_EXERCISE AIM_
Copy out, exactly as written, only the line containing "Category: capital airlines" and the lines after it through the end of the records.

_RECORDS FOR PROCESSING_
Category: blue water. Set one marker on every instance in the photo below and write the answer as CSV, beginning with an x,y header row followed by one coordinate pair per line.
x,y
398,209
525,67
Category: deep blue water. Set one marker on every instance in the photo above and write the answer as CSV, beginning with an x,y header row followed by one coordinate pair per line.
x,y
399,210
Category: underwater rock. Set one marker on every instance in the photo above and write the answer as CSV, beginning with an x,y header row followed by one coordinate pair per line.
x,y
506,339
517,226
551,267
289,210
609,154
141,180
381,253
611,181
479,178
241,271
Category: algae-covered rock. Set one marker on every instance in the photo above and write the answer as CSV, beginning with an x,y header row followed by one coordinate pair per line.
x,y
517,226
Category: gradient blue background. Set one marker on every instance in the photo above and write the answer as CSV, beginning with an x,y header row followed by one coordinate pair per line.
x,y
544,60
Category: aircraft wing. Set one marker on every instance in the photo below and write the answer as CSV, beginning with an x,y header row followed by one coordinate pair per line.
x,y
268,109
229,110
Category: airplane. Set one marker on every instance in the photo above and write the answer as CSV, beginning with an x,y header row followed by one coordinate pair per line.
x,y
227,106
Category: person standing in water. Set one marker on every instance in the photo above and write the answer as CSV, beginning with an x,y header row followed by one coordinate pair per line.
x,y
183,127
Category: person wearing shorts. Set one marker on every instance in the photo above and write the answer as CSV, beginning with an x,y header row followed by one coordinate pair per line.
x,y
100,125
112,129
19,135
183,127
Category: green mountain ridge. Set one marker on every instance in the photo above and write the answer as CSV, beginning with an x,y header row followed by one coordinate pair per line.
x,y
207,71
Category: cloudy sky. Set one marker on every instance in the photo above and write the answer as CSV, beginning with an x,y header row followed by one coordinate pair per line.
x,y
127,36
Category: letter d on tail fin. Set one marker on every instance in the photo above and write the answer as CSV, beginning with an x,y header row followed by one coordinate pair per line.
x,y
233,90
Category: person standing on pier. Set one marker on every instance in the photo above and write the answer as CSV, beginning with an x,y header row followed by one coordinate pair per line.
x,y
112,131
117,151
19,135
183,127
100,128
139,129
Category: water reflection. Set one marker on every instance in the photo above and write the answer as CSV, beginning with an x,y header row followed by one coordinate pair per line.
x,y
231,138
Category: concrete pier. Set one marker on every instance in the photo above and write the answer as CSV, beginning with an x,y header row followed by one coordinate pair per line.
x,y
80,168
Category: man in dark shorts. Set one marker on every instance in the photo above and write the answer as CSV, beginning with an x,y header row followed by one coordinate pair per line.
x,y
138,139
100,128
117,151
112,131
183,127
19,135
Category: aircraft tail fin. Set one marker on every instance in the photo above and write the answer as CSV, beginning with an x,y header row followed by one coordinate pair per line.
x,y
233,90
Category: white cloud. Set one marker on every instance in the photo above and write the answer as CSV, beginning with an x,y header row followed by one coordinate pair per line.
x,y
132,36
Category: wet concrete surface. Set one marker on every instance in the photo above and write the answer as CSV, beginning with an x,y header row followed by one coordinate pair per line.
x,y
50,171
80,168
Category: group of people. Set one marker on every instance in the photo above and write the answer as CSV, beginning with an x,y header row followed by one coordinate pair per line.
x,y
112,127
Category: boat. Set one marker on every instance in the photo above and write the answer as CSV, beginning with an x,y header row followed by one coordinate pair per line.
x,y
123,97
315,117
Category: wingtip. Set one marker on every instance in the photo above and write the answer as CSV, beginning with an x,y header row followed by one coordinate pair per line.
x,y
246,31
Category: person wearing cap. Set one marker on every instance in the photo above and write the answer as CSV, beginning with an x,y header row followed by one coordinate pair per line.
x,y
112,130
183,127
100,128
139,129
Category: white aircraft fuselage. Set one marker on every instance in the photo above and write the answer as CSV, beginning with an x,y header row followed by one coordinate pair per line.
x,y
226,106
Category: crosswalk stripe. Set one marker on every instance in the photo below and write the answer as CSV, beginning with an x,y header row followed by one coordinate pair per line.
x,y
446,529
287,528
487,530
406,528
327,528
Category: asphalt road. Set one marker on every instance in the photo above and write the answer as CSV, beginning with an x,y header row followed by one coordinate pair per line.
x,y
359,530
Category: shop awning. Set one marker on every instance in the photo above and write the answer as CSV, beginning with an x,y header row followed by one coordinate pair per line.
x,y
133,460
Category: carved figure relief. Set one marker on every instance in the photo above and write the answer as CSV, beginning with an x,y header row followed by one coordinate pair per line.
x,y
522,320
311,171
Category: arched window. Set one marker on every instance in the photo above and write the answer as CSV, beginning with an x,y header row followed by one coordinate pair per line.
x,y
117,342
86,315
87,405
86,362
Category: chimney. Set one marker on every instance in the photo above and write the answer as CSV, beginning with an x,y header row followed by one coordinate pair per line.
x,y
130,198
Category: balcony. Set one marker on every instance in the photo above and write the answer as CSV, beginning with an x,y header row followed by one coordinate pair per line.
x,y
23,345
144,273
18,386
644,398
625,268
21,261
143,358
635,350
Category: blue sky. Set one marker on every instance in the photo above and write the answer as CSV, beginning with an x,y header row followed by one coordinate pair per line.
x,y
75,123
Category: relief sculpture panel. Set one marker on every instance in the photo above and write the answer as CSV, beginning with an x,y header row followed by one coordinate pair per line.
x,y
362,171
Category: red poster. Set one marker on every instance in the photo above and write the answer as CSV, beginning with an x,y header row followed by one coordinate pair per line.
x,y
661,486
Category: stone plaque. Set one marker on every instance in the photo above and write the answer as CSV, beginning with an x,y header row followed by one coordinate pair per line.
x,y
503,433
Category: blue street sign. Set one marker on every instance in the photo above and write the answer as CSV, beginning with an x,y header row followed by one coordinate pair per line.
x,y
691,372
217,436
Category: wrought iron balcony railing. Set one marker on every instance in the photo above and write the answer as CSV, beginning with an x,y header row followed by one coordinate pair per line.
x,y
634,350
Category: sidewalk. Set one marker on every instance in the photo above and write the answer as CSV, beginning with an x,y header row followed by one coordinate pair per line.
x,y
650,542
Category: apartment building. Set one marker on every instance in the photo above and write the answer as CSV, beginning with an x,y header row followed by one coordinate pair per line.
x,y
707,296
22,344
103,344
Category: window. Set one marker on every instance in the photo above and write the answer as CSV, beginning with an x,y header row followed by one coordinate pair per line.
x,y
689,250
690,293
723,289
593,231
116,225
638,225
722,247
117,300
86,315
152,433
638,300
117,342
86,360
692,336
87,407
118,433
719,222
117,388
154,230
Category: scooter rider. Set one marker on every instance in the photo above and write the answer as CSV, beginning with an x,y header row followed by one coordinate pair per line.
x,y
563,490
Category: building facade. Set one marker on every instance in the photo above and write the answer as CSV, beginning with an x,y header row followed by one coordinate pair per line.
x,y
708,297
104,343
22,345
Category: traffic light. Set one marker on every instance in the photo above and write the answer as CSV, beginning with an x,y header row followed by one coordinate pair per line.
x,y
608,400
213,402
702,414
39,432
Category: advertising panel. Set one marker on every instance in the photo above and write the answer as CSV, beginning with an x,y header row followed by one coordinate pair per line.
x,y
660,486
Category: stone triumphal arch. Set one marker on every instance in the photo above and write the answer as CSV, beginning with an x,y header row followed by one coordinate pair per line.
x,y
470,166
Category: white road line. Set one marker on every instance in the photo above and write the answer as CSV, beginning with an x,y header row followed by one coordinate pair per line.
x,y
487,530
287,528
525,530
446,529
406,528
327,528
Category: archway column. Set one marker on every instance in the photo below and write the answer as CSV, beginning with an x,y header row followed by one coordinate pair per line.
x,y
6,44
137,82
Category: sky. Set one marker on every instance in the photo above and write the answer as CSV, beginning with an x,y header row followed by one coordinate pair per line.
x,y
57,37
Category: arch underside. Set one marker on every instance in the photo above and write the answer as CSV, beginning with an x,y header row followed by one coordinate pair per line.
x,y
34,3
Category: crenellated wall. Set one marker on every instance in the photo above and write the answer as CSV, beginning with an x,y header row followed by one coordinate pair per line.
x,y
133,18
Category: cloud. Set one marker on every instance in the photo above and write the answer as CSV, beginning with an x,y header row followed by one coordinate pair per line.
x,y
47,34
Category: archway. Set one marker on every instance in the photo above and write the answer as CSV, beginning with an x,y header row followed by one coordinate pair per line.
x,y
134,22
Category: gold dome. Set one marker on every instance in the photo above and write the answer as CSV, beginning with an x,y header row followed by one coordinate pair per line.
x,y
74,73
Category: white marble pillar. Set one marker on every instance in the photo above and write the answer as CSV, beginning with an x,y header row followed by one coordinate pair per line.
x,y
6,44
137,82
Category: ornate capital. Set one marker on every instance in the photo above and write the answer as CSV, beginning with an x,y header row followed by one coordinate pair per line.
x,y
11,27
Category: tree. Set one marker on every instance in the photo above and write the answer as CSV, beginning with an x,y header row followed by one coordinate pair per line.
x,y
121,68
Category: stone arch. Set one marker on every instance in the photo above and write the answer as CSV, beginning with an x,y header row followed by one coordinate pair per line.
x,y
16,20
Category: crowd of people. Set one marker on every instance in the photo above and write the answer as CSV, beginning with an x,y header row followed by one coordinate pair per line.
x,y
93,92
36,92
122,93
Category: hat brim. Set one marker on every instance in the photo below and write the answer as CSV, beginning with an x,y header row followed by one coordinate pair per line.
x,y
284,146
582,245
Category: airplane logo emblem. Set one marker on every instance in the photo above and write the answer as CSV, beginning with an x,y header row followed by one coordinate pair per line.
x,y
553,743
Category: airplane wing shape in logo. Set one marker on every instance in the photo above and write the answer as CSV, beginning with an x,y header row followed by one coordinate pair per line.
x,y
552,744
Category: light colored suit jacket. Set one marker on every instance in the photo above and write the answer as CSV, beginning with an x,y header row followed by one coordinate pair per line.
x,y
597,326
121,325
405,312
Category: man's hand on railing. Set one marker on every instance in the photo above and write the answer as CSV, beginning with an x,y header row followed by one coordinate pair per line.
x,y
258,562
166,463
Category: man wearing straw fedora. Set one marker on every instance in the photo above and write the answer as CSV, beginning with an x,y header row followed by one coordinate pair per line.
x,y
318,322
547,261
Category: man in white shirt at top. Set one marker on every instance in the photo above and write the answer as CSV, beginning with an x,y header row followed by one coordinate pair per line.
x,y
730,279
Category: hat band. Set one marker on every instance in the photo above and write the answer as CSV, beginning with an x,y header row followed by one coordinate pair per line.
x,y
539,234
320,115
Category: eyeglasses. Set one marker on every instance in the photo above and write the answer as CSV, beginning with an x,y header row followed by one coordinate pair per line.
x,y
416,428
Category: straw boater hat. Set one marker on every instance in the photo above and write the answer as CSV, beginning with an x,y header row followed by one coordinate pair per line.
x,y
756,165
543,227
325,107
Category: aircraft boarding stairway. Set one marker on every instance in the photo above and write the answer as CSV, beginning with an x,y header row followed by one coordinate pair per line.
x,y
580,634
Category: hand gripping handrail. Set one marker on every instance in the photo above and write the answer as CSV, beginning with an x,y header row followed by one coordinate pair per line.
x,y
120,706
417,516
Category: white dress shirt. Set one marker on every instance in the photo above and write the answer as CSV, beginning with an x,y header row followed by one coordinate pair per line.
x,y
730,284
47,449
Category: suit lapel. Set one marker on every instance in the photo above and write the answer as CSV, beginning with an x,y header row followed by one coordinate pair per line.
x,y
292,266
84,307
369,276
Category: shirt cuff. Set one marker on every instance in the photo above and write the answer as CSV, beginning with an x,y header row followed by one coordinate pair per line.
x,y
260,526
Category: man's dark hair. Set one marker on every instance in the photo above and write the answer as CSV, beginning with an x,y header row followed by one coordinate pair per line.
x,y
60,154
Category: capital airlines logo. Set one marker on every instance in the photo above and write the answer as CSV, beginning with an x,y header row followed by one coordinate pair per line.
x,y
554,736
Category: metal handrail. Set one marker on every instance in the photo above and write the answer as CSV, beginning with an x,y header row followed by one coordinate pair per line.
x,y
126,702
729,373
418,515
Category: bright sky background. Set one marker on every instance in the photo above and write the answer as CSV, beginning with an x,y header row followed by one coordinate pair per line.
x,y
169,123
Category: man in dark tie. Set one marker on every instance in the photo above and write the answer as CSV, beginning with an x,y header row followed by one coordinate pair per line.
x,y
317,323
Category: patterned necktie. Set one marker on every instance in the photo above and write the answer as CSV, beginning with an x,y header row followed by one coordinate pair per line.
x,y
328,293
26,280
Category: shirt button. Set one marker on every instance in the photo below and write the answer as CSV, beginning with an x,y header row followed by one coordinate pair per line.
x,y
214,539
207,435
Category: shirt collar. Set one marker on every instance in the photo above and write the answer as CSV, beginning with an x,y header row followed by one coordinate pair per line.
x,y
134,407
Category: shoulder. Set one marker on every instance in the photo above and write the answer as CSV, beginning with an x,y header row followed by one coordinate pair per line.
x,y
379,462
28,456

_TASK ANSWER_
Category: capital airlines logo. Set one marker on every instance in the photo above and write the answer as CSV, beginning with an x,y header row followed by one coordinate pair per line.
x,y
554,736
Category: metal handrail. Set one marker on every instance in the photo above and write the answer as CSV, beginning with an x,y header row followed by one coordinate pair per line.
x,y
126,702
729,373
418,515
Category: bright sky background. Set one marker on every instance in the photo above and write the answer as CSV, beginning with an x,y header row followed by one coordinate pair per line.
x,y
169,123
Category: man in dark tie. Set one marker on every instance in the photo above and write the answer as CSV, beginning with an x,y header row followed by one coordinate pair per line.
x,y
317,323
Category: patterned necktie. Set one marker on every instance in the photo above and write the answer as CSV, beginning with an x,y header row followed by one coordinate pair per line.
x,y
328,293
26,280
Category: shirt button. Set one marker on every instance in the photo below and write the answer as CSV, beginning with an x,y header row followed by one coordinate pair per line.
x,y
214,539
207,435
Category: shirt collar. Set one marker on every instance in the photo above and write the answer as CSV, beginning with an x,y header row followed by one coordinate pair per line.
x,y
134,407
Category: shoulder. Set one marker on every instance in the photo above and write the answer as CSV, beginning with an x,y header row followed by one coordinate pair per line.
x,y
379,462
28,456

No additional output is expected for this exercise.